SET EXERCISE: Can you turn the items below into a numbered list, starting with the line that contains "Report one point per instance of the rooftop" and continuing through the last line of the items, with any blank lines left out?

[Items from a data source]
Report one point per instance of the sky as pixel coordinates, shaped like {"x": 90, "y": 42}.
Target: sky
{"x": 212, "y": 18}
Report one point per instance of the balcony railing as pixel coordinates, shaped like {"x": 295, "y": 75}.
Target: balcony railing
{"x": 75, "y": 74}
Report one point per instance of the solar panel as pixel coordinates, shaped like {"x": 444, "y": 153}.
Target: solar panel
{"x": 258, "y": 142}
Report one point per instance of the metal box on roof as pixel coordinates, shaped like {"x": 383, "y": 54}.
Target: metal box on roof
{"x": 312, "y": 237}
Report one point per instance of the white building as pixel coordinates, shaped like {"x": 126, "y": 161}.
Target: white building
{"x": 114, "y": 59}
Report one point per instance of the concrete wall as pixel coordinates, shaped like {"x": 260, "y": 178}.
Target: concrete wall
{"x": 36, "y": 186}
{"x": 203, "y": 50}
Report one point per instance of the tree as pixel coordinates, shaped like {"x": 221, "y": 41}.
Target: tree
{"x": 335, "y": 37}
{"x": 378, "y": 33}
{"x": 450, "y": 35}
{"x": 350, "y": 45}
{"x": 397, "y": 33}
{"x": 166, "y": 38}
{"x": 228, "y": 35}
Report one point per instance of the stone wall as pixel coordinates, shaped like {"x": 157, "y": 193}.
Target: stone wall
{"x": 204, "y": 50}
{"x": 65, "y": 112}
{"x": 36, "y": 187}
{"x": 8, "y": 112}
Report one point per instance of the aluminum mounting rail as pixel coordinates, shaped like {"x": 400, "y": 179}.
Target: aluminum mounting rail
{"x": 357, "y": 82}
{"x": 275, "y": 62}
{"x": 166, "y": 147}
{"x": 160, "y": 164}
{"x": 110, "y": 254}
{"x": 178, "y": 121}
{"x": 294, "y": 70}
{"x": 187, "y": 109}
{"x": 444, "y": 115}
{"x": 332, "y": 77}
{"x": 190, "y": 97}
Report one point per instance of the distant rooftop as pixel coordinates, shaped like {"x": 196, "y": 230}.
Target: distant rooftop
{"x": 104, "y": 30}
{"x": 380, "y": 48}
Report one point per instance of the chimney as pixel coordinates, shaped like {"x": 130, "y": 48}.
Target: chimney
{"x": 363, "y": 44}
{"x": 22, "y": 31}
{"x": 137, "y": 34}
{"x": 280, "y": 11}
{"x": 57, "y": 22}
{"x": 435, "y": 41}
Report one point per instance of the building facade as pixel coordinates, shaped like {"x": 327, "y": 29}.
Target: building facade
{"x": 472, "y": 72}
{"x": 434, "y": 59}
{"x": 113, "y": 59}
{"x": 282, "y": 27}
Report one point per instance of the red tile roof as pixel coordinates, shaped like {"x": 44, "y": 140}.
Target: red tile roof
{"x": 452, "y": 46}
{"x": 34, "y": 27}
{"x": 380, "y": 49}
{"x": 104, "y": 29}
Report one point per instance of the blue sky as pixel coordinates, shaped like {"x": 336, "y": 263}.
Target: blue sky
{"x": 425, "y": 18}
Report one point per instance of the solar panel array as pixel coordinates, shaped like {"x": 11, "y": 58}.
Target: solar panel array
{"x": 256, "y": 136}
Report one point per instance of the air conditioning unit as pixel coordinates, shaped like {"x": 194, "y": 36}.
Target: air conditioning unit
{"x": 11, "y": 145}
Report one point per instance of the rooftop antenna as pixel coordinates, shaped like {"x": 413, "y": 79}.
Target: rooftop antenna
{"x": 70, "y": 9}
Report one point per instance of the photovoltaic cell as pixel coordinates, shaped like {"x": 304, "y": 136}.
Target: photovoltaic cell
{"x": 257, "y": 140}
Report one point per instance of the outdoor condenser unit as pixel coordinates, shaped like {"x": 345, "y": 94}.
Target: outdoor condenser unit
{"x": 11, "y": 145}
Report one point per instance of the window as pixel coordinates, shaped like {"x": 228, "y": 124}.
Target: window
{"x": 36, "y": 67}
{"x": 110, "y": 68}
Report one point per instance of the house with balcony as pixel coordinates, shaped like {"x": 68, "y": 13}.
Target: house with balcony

COMPLETE RESPONSE:
1. Report one point per instance of the rooftop antenna as pixel coordinates, shaped like {"x": 413, "y": 79}.
2. Target: rooftop antenna
3. {"x": 70, "y": 9}
4. Report one point per instance of the photovoltaic cell as pixel coordinates, shaped like {"x": 304, "y": 136}.
5. Target: photovoltaic cell
6. {"x": 257, "y": 140}
7. Report one point per instance of the outdoor condenser unit as pixel coordinates, shaped like {"x": 345, "y": 94}.
8. Target: outdoor condenser unit
9. {"x": 11, "y": 145}
10. Report one point per instance of the window as pixel coordinates, shaped like {"x": 228, "y": 124}.
11. Target: window
12. {"x": 36, "y": 67}
13. {"x": 110, "y": 68}
14. Report one point per instance of the house with balcony as pixel coordinates, shaped like {"x": 68, "y": 13}.
15. Target: house with balcony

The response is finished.